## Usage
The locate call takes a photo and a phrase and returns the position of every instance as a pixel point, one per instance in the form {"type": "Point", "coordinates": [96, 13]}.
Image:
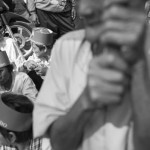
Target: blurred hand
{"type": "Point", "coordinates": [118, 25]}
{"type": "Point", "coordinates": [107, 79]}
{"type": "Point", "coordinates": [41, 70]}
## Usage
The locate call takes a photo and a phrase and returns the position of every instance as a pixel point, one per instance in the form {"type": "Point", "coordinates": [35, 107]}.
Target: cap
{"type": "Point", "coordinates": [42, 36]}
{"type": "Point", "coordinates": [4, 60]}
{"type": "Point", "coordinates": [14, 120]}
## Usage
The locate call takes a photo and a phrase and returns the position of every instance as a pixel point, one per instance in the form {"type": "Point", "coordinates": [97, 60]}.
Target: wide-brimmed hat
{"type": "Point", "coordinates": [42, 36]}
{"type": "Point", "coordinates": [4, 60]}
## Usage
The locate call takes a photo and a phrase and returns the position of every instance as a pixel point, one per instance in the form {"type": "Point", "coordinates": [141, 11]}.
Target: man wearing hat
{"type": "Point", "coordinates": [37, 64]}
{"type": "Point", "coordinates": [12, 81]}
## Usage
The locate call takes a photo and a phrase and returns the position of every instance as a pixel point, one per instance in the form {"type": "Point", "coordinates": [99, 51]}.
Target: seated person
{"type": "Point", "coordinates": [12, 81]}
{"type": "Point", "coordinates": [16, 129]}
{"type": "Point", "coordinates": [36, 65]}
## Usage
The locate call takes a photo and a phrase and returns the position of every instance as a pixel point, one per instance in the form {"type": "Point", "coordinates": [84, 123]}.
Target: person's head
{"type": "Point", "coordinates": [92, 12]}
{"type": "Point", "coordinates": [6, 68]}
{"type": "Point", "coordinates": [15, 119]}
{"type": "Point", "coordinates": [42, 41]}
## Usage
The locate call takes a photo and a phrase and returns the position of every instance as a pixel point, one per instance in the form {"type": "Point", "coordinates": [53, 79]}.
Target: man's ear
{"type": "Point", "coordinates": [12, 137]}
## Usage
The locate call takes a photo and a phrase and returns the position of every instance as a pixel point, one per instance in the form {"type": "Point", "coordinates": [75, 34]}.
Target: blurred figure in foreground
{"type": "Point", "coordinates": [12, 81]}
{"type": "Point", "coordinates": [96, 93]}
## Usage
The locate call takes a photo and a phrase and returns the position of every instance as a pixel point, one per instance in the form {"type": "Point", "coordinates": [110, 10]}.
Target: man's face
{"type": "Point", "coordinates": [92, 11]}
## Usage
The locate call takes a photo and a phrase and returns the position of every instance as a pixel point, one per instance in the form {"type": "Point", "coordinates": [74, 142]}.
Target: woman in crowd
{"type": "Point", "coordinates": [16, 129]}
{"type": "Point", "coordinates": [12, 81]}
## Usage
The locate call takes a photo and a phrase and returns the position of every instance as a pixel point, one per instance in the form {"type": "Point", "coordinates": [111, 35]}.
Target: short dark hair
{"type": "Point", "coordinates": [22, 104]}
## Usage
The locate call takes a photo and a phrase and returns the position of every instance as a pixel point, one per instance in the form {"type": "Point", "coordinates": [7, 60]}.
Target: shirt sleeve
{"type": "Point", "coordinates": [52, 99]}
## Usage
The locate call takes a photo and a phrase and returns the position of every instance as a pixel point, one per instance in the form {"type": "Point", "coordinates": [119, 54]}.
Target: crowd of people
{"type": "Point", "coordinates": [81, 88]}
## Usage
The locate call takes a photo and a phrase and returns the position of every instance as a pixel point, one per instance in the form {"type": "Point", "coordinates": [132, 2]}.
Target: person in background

────────────────────────────────────────

■ Set problem
Copy out every line of the material above that contains the word "blurred". Case counts when matching.

■ Task output
Target: blurred hand
Target: blurred figure in foreground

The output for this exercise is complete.